So a few weeks ago, I grit my teeth and go to the registry after procrastinating for two weeks. To my surprise there is no line and not a lot of people waiting. I get right up to the desk to explain what I need done but my excitement is short-lived when I am told that my paperwork is not complete and that I would have to complete it before receiving a number. Being that I am doing this for my dad, I realize that I have to leave and come back on another day. I return home, complete the paperwork but decide to return before going to work just in case I can complete the transaction and not have to return the following day when my son will be with me.
When I go back the line is out the door and the wait seems endless. I was R96 and R39 was just called as I take my seat. I wait for a little over two hours before realizing I had to leave in order to make it to work on time. The only saving grace is that I saw a high school friend (shout out to J. Rosa) and was able to catch up for a bit with him.
So, after two trips to the registry, my now completed paperwork and I leave with business unsettled and plans to return the next day, son in tow.
I wasn’t happy about having to come back but it didn’t exactly bother me either. I felt like the universe sent me home to come back because if I didn’t I wouldn’t have had the pleasure of seeing an old friend. And maybe seeing each other set some energy in motion that we aren’t even aware of. What I didn’t know was that my true gift from the universe would be delivered on my third trip when I would meet Y31.
The rest of this post is a letter I wrote to Y31 detailing how I experienced her. Fair warning- it’s a LONG post. Some of you may read it and agree with me and others not.
Anaïs Nin said it best -“we don’t see things as they are; we see them as we are.”
Meet Y31.
Dear Y31,
We haven’t officially met but we shared a pivotal moment. We occupied the same space at the same time, with the same issue yet our experience couldn’t have been more different.
Like you, I was waiting to hear my number at the registry on a 95 degree day with probably hundreds of other people over a span of two plus hours.
Before we “met”, my son said that he was thirsty so I pulled a bottle of Dasani water out of my bag. He was taken aback by my ability to provide him what he needed so I had to explain that there are endless possibilities inside a mom purse. This gave birth to a game around what miscellaneous things it actually occupied. See, he was bored and knew we’d be there for awhile but lucky for me, he was also intrigued by the idea of a mom purse. Because of that, this game occupied him for several rounds during which he laughed, learned, lived and survived.

## WRITTEN TASKS
A) Write out the registry post from "Anaïs Nin said" up to and including "been more different.".
B) Continue the registry post from its last sentence onward.
The listing plays no part in any of this.

Point annotation records:
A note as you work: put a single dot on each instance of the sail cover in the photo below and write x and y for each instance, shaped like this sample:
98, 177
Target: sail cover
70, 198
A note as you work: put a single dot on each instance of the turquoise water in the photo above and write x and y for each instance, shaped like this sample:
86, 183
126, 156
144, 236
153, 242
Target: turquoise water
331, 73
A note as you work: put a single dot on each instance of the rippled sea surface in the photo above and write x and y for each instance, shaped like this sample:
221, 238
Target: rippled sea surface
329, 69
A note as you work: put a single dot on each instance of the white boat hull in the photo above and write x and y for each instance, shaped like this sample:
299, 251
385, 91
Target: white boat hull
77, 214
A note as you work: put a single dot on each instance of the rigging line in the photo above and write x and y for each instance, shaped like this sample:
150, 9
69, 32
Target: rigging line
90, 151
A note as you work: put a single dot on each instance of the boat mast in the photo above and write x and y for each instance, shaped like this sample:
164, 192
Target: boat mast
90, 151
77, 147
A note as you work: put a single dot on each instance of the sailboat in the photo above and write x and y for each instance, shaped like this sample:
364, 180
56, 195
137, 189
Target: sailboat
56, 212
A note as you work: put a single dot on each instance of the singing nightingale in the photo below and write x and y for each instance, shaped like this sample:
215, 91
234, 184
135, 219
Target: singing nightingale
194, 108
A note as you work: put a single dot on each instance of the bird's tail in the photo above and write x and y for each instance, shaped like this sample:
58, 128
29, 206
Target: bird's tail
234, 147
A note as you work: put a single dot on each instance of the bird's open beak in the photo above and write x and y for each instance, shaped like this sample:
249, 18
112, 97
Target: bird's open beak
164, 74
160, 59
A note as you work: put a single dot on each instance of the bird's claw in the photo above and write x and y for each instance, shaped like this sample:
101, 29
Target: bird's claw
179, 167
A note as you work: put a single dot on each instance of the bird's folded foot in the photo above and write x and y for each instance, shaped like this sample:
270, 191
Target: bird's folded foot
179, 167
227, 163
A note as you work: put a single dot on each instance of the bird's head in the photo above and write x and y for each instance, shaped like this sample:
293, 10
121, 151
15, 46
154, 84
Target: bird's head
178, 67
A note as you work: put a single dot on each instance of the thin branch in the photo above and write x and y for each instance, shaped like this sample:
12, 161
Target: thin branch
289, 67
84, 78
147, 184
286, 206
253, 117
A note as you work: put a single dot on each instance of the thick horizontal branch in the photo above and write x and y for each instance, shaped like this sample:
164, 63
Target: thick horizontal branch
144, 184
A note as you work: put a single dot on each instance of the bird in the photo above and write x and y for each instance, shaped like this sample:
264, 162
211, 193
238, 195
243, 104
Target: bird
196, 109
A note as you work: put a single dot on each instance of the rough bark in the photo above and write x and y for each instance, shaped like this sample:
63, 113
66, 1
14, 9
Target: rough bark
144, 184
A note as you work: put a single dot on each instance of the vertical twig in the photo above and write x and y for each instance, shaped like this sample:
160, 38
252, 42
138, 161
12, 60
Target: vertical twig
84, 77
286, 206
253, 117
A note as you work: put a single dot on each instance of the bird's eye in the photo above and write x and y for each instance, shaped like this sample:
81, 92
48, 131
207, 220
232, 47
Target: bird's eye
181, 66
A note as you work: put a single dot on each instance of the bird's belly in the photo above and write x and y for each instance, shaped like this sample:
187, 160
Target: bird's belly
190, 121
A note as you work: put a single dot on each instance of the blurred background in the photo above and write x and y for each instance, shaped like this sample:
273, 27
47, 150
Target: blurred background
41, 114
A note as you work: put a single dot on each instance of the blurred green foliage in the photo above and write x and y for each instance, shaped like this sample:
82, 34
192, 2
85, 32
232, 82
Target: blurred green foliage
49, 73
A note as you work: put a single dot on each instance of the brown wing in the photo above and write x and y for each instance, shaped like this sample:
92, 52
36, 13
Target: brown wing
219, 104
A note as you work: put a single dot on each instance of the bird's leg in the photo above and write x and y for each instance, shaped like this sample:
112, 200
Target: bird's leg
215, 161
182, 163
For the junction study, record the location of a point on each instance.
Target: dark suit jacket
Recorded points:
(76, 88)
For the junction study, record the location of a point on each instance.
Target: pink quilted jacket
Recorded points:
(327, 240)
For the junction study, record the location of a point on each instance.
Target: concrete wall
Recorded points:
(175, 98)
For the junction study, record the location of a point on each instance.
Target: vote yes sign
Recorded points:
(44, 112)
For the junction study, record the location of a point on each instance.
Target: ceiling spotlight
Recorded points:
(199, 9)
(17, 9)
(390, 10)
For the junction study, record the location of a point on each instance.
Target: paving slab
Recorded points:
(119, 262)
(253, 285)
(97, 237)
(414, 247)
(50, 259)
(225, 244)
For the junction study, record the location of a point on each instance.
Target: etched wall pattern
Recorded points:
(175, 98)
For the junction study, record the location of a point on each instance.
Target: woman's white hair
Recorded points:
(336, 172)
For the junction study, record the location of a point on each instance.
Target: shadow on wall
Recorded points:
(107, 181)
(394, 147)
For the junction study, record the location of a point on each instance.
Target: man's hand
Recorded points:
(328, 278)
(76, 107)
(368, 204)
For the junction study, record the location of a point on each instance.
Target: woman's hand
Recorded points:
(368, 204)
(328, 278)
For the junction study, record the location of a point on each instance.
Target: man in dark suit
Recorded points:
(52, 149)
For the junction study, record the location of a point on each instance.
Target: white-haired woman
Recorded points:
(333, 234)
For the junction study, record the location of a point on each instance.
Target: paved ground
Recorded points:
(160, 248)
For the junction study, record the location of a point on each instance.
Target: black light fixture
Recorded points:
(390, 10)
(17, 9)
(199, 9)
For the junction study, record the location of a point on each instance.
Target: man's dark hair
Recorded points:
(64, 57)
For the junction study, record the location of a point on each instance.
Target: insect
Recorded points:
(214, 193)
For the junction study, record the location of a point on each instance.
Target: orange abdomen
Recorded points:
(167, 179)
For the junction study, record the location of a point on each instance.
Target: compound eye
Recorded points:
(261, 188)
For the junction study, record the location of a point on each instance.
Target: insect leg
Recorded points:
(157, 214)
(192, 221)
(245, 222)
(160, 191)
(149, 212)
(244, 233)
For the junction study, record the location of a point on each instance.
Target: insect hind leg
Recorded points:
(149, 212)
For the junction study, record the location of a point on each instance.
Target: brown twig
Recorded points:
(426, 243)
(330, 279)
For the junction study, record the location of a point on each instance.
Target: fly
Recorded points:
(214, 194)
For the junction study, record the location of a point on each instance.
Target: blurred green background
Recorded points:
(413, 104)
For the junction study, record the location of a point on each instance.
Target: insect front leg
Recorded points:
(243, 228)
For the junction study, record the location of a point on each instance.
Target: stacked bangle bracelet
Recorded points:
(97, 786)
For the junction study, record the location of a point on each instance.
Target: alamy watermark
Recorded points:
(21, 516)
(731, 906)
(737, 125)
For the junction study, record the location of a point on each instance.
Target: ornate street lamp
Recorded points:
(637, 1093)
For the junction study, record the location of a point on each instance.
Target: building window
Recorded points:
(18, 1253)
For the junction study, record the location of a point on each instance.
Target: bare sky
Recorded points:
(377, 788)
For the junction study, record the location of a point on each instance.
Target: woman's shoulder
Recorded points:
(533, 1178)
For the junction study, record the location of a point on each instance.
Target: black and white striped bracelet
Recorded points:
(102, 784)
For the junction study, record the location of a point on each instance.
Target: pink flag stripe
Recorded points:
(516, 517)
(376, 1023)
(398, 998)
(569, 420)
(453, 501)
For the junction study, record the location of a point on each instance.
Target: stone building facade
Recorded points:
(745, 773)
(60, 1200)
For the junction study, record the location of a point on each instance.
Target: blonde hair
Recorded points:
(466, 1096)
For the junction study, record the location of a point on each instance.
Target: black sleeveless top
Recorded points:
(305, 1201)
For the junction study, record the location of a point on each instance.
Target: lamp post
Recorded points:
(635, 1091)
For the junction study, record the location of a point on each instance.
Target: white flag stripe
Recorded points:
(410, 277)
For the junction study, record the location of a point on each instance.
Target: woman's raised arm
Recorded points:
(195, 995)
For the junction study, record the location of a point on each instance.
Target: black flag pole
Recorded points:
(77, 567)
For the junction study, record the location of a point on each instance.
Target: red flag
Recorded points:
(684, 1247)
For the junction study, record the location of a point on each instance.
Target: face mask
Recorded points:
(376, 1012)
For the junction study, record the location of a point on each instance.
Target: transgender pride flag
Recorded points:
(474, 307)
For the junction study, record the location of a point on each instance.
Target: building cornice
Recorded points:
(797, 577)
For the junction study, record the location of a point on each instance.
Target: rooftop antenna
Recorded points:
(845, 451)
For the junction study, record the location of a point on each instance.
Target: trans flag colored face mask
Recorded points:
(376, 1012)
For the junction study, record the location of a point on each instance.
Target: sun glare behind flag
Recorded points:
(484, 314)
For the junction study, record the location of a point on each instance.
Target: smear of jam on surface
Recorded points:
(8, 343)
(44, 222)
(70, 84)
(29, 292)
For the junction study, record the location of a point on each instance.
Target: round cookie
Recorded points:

## EXPECTED OUTPUTS
A)
Anaïs Nin said it best -“we don’t see things as they are; we see them as we are.”
Meet Y31.
Dear Y31,
We haven’t officially met but we shared a pivotal moment. We occupied the same space at the same time, with the same issue yet our experience couldn’t have been more different.

B)
The unfortunate reality is that the registry is not known for delivering a quick turnaround. One has to commit hours, if not the better part of their day really, to this venture. Everyone who has ever had to go or has spoken to someone who has had to go, knows this. You were there to renew your license, so you’re familiar with the process. However, you may have forgotten because from the moment we “met” you complained for hours as if your wait was an indication of the world purposefully working against you. During those hours, I wondered if you knew how you sounded or if you noticed how much you annoyed the women in front of us. And now I wonder if you would even care if you did know.
How we met
My registry experience changed when the gentleman next to my son got up allowing the lady accompanying you to sit down. She immediately proceeded to move closer to my son, in order to make space for you to sit as well, as if it wasn’t 95 degrees outside and as if she didn’t believe that his personal space deserved to be respected. I wondered if either of you realized how fitting two people in a space for one made my son uncomfortable so he got up and switched to my other side so she was no longer sitting on top of him. Her reaction demonstrated that she did notice, though her only recognition of his message was her inching closer to me. She nor you made apology showing him that neither of you cared about his (or my) discomfort.
Were you both really that oblivious to the adjustments everyone on our bench had to make in order for you two to sit down? You both appeared to feel as though we had to move. As if the comfortable space left between strangers was not necessary because it didn’t favor you. This was my perception. No “excuse me.” No “thank you.” No “sorry.” No acknowledgement of anyone’s sacrifice. You appeared entitled. Again my perception. So I’m asking for clarification. Did you feel that we should sacrifice our comfort for you? Like we owed you that?
And here our story begins. Initially you did what we all did when we settled in. You looked at the screen searching for the last number in your category that was called so you could gauge how long your wait would be. Most people sighed and resigned to indulging in Facebook and Instagram, while your assessment resulted in nonstop complaint. The more you complained, the more your companion inquired if you wanted to leave and come back another day. I wondered if that made you realize how she did not share in your exasperation but instead heard “this is a problem” and offered you a valid solution, which you repeatedly shot down. Because of this, she consistently assured you that the numbers were moving and that you would be called “soon”, which you also repeatedly shot down. I’m not sure she believed that though because the process was pretty slow in the grand scheme of things but she was offering you an olive branch hoping it would make you more at ease. I wondered how many people in your life attempt to pacify or indulge in your nonsense and sacrifice themselves to make you happy.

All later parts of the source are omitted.